───── Provided information ─────

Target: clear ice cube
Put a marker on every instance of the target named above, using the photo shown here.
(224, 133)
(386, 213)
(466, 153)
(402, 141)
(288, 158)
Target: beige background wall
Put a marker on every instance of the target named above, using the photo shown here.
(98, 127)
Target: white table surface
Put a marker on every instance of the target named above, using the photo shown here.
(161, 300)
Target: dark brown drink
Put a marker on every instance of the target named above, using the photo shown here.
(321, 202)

─────
───── Provided information ─────

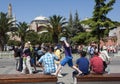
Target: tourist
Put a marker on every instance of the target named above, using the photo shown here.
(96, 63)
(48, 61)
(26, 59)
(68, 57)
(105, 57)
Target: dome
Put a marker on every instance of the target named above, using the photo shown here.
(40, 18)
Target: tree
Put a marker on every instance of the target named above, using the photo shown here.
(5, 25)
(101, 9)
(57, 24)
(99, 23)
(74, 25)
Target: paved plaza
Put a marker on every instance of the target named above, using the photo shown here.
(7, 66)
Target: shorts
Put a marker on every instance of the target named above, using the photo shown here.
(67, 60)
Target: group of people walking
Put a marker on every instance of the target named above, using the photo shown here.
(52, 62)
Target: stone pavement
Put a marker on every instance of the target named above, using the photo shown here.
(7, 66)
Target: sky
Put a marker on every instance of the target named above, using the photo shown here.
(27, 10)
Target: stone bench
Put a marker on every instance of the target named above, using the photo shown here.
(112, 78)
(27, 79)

─────

Identify each row above that contains the word "stone", and copy every such line in full.

Target: stone pavement
Target: stone bench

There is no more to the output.